Text block:
## START
The Extraordinary General Meeting dated May 17, 2000 authorized the Board of Directors to issue stock options.
The Company took advantage of this possibility to put in place a new plan.
A stock option provides the right, applicable only on request from the beneficiary, to subscribe to new stocks which are purchased at a predetermined price.
The Board of Directors of the Company designated you on March 14, 2001 as a beneficiary of this plan and you have already received a letter informing you of the number of stocks offered to you and of the price at which you may subscribe them.
Theses regulations details the various clauses, governing the stock option plan, as it concerns you.
II — The option price
The price of the option has been determined on the basis of the average opening rates quoted at the twenty sessions of the Paris Stock Exchange preceding March 14, 2001. After rounding, this amounts to 71,2 Euros.
This unit price cannot be modified for the term of the validity of the options; it may only be adjusted, according to the law, if the Company were to proceed with financial operations affecting its capital. Adjustments affecting both the unit price and the number of stocks under option will however have no effect on the overall value of the option for each beneficiary.
Beneficiaries will be informed in good time of the new subscription price and the new number of stocks to which they are entitled to subscribe.
III — Vesting period and exercise period
III.1 — Vesting period
Options accrue rights by fifth every year during a five year period starting from March 14, 2001. The rights so accrued are definitively acquired and may not be lost for any reason whatsoever, included in case of departure from the Group.
## END
Supplied information:
## START
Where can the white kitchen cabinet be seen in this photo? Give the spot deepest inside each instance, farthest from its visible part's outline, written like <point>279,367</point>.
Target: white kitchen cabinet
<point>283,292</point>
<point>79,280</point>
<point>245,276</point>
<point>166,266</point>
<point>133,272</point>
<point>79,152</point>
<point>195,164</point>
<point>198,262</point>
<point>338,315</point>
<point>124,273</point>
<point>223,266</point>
## END
Problem 1:
From the stock option plan regulations above, list every section heading.
Problem 2:
Continue the stock option plan regulations from their final sentence.

Exercise result 1:
II — The option price
III — Vesting period and exercise period
III.1 — Vesting period

Exercise result 2:
The accrued rights are calculated for each ended year and remain subject to the freeze period as hereunder defined.
As an example, a beneficiary of an option giving right to acquire 1000 shares who would leave the Group in June 2001 will have no accrued rights and would not be entitled to acquire any stock. In June 2002, he would be able to acquire 200 shares, the remaining 800 options being expired. |
III.2 — Duration of the options
Attribution of the options was decreed by the Board of Directors of the Company onMarch 14, 2001, so beneficiaries will be able to exercise their options at any time up to and includingMarch 17, 2008, subject to the freeze period and to accrued rights.
Options are exercised in one or several occasions for the accrued part on request from the beneficiaries, who decide to do so in their own discretion, in function of their individual financial resources and movements of the CGG stock price, subject however to insiders rules.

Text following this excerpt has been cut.